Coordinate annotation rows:
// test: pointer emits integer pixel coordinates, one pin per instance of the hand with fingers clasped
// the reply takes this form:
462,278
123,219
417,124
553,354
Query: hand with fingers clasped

**Work instructions**.
Replace "fingers clasped" with "fingers interlaced" everywhere in the rows above and reproduce them with nothing else changed.

**Task response**.
// test: pointer emits integer pixel coordinates, one pin per instance of the hand with fingers interlaced
// the reply takes this form:
462,278
123,219
417,124
553,354
Query: hand with fingers interlaced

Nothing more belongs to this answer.